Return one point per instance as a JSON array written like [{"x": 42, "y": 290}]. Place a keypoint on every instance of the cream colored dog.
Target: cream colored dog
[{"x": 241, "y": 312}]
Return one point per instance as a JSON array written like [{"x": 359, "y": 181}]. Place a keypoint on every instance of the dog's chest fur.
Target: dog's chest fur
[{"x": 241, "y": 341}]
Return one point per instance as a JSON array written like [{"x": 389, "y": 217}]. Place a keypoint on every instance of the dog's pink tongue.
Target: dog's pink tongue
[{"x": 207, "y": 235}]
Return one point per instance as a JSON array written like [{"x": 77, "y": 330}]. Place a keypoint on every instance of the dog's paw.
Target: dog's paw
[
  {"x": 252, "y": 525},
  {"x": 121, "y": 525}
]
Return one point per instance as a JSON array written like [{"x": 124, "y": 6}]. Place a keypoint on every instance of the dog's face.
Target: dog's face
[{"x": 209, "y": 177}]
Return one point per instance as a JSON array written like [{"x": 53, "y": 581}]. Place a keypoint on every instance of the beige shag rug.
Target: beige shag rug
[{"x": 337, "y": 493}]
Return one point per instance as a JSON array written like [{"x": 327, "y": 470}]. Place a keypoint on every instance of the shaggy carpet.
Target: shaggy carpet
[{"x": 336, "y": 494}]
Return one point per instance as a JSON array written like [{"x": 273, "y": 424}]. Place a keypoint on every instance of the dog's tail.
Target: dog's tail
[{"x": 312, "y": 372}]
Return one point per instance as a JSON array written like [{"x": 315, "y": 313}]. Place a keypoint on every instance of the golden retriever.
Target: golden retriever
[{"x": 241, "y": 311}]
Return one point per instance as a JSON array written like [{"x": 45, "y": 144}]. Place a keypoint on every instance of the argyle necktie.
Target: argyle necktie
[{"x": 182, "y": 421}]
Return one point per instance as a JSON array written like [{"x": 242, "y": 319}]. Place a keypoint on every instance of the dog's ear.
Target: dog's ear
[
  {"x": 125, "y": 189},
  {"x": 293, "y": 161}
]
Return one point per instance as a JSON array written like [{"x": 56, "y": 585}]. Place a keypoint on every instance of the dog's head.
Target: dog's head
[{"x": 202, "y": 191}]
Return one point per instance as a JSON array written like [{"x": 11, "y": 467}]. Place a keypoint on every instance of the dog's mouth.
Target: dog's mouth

WHAT YOU HAVE TO DO
Count every line in the data where the string "mouth" occurs. Give nothing except the number.

TASK RESPONSE
2